> **PROBLEMS**
1/ Rewrite the paragraph of the copyheart thread below that begins "I think the ethos of the copyheart" as a shorter list that keeps its main points.
2/ In the copyheart thread below, how much legal meaning does hanleybrand guess the copyheart has?

> **TEXT**
# # # #

The source is available if anyone wants to improve it:

<http://github.com/mmastrac/charbase>

------
hanleybrand
A part of me likes this, and a part of me ❤s this. The rest of me wants to
hear what a lawter like Lessig (or someone with a silar amount of experience
and stake in the legalese of sharing) would say about it.

My guess is this has as much legal meaning as putting "this is in the public
domain" in a readme. (I.e. none)

------
joshaidan
I think the ethos of the copyheart as expressed in this website needs to be a
little different. Sure, don't restrict your audiences' ability to copy and
distribute your work, but when somebody sees the ♡ symbol, it should be a call
to action for the audience to ♡ the work and the artist(s) creating it. If
that involves supporting the work financially, then so be it. The audience of
a work is responsible for nurturing, caring for it, and supporting it's
production. This is what copyright tries to do it, but fails because it
focuses too much attention on controlling distribution.

# # # #

> **ENTRIES SHOWN**
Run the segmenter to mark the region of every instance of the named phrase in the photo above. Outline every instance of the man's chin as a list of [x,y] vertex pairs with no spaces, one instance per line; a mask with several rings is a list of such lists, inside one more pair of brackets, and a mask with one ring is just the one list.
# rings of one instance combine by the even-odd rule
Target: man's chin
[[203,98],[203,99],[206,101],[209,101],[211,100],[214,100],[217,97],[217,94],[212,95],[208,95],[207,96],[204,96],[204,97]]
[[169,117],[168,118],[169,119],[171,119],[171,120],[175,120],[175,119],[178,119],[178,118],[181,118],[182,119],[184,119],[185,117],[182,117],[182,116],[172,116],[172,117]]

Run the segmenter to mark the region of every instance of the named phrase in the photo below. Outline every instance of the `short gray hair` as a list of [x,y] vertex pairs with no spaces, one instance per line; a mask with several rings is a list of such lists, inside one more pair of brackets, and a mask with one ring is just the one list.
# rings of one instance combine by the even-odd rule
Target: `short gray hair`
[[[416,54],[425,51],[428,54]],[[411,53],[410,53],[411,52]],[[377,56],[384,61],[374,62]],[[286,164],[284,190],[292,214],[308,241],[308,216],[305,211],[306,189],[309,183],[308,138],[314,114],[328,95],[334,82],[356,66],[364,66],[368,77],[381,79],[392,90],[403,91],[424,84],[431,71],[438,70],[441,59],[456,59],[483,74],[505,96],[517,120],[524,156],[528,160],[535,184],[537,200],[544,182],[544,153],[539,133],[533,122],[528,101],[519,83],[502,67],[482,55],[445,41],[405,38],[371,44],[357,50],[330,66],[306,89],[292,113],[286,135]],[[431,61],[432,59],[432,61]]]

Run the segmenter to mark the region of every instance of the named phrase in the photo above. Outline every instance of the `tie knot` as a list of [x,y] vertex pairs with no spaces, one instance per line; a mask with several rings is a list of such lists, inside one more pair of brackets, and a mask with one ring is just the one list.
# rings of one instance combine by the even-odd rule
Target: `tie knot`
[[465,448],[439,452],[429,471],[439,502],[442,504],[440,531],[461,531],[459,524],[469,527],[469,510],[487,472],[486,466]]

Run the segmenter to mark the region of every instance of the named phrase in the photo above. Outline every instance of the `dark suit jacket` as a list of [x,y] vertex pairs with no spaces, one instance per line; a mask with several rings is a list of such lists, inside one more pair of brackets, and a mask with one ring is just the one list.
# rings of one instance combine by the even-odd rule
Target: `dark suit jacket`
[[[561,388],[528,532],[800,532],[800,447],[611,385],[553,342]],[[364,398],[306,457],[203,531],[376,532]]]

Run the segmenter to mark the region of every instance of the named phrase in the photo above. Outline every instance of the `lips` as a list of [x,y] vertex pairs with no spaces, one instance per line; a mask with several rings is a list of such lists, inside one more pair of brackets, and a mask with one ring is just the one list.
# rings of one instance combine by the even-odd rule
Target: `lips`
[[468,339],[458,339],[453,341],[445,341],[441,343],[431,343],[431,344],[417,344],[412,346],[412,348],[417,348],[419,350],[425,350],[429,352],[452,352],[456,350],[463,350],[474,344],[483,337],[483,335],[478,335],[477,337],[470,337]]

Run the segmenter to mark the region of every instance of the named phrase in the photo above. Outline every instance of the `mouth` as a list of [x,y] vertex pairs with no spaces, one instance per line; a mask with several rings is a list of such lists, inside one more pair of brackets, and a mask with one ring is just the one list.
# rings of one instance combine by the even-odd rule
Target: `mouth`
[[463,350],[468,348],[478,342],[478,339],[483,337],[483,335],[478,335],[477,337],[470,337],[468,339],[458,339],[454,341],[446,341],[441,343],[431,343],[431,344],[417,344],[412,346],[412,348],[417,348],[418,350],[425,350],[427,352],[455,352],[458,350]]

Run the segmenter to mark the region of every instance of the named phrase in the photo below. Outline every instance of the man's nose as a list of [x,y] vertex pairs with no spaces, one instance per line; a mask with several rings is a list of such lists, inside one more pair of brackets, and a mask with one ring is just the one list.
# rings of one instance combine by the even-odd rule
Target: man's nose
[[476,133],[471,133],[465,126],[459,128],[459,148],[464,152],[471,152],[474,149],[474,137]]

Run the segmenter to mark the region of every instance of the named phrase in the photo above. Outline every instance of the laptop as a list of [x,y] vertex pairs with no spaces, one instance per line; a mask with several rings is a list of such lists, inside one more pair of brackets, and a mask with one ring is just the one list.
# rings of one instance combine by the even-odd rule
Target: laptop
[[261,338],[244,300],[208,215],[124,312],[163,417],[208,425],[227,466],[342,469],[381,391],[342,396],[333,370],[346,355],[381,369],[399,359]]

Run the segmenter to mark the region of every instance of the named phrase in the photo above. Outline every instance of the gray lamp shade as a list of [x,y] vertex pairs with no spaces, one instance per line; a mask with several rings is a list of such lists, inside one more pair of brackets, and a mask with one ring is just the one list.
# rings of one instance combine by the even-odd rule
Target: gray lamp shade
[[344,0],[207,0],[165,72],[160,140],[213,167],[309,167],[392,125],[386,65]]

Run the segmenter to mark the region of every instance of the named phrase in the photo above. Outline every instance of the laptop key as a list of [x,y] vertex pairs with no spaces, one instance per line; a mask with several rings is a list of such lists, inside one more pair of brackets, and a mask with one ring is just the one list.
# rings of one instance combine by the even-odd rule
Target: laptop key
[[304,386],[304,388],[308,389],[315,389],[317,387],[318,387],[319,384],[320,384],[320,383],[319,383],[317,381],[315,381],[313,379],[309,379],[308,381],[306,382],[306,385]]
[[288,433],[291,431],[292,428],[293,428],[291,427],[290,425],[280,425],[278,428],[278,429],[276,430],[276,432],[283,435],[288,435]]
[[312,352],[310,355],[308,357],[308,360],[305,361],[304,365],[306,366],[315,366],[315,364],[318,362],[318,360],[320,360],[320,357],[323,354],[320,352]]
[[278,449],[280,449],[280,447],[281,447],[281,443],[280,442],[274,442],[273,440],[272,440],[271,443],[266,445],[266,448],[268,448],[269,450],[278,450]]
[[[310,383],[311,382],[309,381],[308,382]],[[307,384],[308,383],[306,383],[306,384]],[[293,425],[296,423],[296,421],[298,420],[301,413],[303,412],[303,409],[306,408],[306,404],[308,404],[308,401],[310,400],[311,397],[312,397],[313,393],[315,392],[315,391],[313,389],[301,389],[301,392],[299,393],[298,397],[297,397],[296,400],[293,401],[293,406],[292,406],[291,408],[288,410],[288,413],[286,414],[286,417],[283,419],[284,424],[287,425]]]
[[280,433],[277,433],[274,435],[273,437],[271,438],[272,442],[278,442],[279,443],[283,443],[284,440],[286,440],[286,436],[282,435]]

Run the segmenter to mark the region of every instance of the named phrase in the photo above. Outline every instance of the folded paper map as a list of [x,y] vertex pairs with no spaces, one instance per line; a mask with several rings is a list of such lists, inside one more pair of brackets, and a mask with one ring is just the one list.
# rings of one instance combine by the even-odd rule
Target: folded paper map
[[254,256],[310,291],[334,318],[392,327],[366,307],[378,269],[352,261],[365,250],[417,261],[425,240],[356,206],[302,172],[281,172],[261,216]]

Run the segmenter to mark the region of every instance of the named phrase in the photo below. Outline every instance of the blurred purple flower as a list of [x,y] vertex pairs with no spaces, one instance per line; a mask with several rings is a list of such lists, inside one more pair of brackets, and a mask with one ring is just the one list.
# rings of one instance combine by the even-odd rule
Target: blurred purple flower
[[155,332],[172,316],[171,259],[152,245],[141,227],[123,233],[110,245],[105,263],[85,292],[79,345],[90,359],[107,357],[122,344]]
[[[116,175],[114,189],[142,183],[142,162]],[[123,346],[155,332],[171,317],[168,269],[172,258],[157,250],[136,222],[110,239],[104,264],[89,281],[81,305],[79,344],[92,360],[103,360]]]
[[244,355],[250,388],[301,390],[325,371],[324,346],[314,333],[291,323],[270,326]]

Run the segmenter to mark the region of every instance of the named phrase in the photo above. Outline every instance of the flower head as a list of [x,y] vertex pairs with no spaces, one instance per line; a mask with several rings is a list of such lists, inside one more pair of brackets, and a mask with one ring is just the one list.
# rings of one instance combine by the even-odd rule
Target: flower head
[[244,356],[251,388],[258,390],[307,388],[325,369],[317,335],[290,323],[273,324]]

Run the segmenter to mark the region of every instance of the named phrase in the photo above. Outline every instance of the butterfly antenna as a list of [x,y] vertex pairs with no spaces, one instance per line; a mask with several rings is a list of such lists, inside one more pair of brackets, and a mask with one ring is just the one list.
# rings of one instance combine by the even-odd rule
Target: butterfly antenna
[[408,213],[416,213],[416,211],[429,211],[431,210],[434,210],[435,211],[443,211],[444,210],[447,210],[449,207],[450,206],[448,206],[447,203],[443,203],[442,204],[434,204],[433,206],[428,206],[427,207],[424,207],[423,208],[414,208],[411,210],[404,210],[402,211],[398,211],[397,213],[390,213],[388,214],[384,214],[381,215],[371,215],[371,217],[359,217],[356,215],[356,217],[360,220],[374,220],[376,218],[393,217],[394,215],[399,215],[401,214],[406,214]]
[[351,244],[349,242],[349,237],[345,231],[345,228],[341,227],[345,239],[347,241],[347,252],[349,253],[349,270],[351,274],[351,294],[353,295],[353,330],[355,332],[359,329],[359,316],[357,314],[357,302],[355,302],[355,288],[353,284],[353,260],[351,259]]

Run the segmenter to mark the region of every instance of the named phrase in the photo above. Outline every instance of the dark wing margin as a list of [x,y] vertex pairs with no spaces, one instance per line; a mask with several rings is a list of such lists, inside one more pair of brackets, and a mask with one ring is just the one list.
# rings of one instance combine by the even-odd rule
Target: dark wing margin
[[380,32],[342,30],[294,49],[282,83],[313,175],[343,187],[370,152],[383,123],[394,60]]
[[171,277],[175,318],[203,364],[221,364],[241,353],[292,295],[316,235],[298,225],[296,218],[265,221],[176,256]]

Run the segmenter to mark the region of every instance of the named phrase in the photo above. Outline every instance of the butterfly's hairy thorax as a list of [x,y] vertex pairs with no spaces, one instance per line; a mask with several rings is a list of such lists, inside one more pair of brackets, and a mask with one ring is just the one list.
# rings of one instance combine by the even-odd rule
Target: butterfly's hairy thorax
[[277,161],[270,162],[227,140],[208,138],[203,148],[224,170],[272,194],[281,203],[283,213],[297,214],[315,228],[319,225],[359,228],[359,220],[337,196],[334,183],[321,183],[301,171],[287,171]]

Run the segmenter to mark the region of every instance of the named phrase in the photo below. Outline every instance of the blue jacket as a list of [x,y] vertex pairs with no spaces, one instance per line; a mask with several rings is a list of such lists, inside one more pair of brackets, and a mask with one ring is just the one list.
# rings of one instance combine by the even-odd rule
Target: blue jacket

# # # #

> **EXERCISE ANSWERS**
1/
- The copyheart's ethos, as expressed on the website, should be somewhat different.
- Creators shouldn't restrict the audience's ability to copy and distribute their work.
- The ♡ symbol should also be a call to action for the audience to ♡ the work and its creators, including supporting the work financially if needed.
- The audience is responsible for nurturing, caring for, and supporting the work's production.
- Copyright tries to do this but fails because it focuses too much on controlling distribution.

2/ As much as putting "this is in the public domain" in a readme, which is none.